● INSTRUÇÕES DAS TAREFAS
1. Responda a estas perguntas sobre o texto acerca da mora do devedor:
(a) Quem pretende saber a partir de quando são devidos juros?
(b) Qual é a data do Acórdão de Uniformização de Jurisprudência mencionado?
(c) Que artigo e número do Código Civil enunciam a regra geral sobre a interpelação do devedor?
2. Como fica o trecho do texto sobre a mora do devedor que abre com as palavras "Antes de mais, vale" e fecha com "2 do Código Civil)." se trocar "Tribunal de Última Instância" por "Tribunal Superior"?
3. Quais são todas as disposições do Código Civil citadas no texto sobre a mora do devedor?

2. Como resulta do que se deixou relatado, pretende a (2ª) R. “D” saber “a partir de quando são devidos juros” sobre as quantias arbitradas a título de indemnização aos AA. dos presentes autos.

Pois bem, notando-se que tal “questão” não tinha sido – expressamente – colocada em sede dos recursos para esta Instância trazidos nos presentes autos, e considerando-se que útil e adequado é proceder-se ao seu esclarecimento, vejamos.

Antes de mais, vale a pena recordar o que sobre esta matéria se considerou no Acórdão de Uniformização de Jurisprudência deste Tribunal de Última Instância de 02.03.2011, Proc. n.° 69/2010.

Ora, pronunciando-se – exactamente – sobre a questão do “Momento da constituição em mora do devedor”, consignou-se no referido veredicto o seguinte:

“A simples mora, ou seja, o mero o atraso no cumprimento da obrigação de indemnizar, constitui o devedor na obrigação de reparar os danos causados ao credor (artigo 793.º, n.º 1 do Código Civil), sendo que “O devedor considera-se constituído em mora quando, por causa que lhe seja imputável, a prestação, ainda possível, não foi efectuada no tempo devido” (artigo 793.º, n.º 2 do Código Civil).
Resta saber – e é este o fulcro da questão a resolver neste processo – quando é que se dá a constituição do devedor em mora.
A regra geral é a de que “O devedor só fica constituído em mora depois de ter sido judicial ou extrajudicialmente interpelado para cumprir” (artigo 794.º, n.º 1 do Código Civil).
Há casos, no entanto, em que a interpelação não é necessária para que o devedor fique constituído em mora e, assim, obrigado a indemnizar os danos causados por esta.
Um destes casos, em que há mora do devedor independentemente de interpelação para cumprir, é o de a obrigação provir de facto ilícito [artigo 794.º, n.º 2, alínea b) do Código Civil].
Desta norma, com origem no Direito Romano, resulta que quando a obrigação provem de facto ilícito extracontratual a mora conta-se a partir do facto ilícito1.
Contudo, mesmo que a obrigação provenha de facto ilícito, “Se o crédito for ilíquido, não há mora enquanto se não tornar líquido, salvo se a falta de liquidez for imputável ao devedor” (artigo 794.º, n.º 4 do Código Civil).

● DADOS ARMAZENADOS
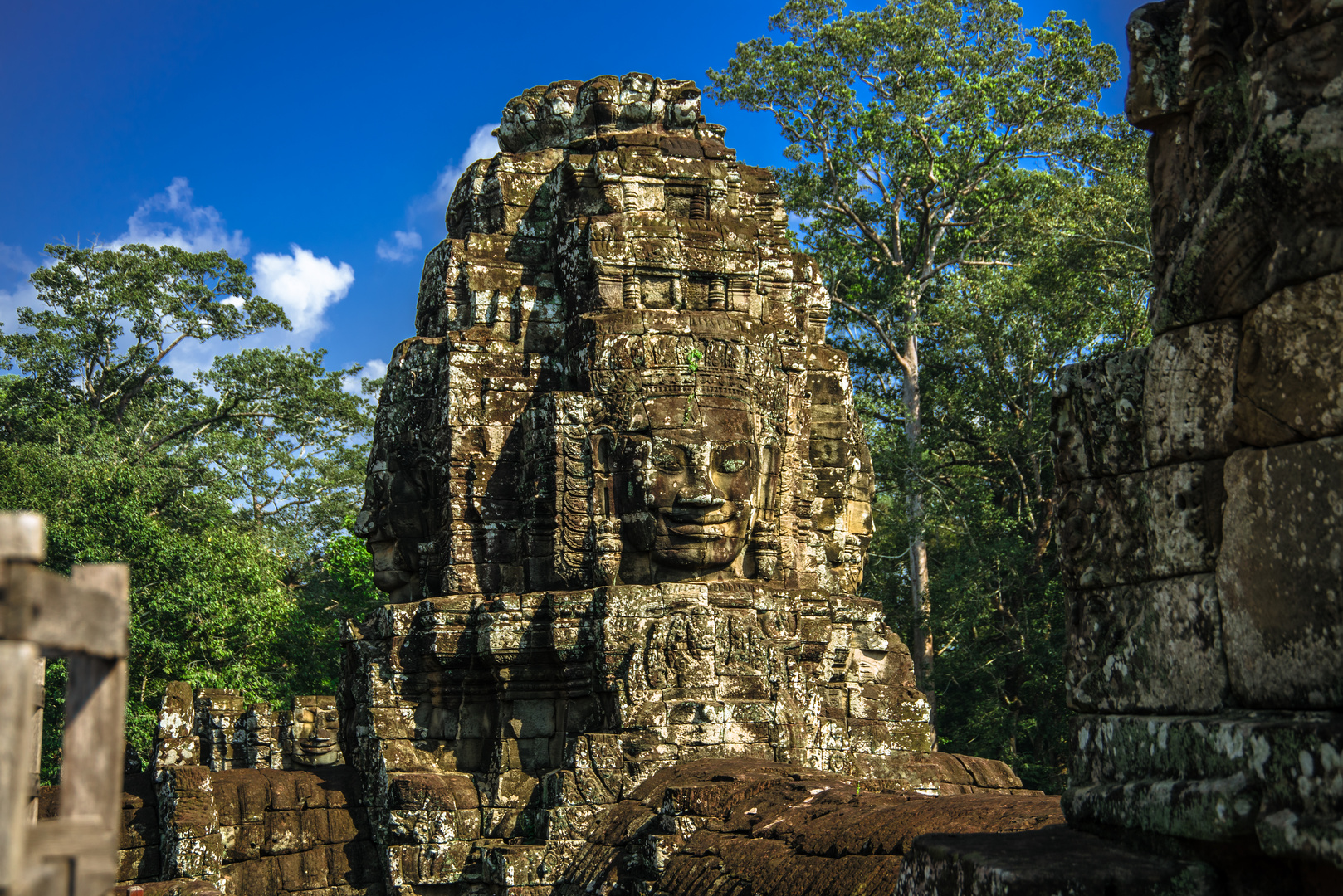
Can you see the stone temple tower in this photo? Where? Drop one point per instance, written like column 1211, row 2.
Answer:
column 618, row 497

...

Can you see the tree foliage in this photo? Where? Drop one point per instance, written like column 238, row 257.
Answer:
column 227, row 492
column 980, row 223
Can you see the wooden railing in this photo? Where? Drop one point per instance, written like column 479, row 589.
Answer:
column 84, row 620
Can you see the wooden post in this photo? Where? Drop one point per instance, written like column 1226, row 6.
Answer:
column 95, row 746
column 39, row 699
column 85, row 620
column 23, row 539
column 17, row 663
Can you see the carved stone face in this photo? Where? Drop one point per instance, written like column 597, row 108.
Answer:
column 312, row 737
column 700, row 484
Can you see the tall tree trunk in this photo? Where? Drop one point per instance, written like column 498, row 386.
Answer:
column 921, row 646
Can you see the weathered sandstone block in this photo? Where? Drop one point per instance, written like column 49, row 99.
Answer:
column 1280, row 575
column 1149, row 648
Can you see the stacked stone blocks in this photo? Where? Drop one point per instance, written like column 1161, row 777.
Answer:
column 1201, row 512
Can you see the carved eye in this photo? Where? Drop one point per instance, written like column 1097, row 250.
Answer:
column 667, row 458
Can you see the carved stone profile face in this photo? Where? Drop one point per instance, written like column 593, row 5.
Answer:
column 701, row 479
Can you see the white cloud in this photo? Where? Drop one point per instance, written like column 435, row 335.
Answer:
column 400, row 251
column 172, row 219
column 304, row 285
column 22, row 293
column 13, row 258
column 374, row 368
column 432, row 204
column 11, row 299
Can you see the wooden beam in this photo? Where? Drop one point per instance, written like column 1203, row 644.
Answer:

---

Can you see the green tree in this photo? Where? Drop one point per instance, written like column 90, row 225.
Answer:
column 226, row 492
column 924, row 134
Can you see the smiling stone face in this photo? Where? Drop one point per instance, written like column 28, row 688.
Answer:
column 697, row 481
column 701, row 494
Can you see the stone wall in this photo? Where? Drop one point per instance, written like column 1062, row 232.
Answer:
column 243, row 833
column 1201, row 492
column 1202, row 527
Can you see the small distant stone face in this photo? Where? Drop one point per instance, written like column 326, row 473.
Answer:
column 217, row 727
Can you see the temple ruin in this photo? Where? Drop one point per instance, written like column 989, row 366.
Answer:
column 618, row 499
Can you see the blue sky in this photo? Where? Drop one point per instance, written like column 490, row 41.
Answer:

● RESPOSTAS POR TAREFA
1.
(a) A (2ª) R. "D".
(b) 02.03.2011.
(c) O artigo 794.º, n.º 1 do Código Civil.

2.
Antes de mais, vale a pena recordar o que sobre esta matéria se considerou no Acórdão de Uniformização de Jurisprudência deste Tribunal Superior de 02.03.2011, Proc. n.° 69/2010.

Ora, pronunciando-se – exactamente – sobre a questão do “Momento da constituição em mora do devedor”, consignou-se no referido veredicto o seguinte:

“A simples mora, ou seja, o mero o atraso no cumprimento da obrigação de indemnizar, constitui o devedor na obrigação de reparar os danos causados ao credor (artigo 793.º, n.º 1 do Código Civil), sendo que “O devedor considera-se constituído em mora quando, por causa que lhe seja imputável, a prestação, ainda possível, não foi efectuada no tempo devido” (artigo 793.º, n.º 2 do Código Civil).

3.
- artigo 793.º, n.º 1
- artigo 793.º, n.º 2
- artigo 794.º, n.º 1
- artigo 794.º, n.º 2, alínea b)
- artigo 794.º, n.º 4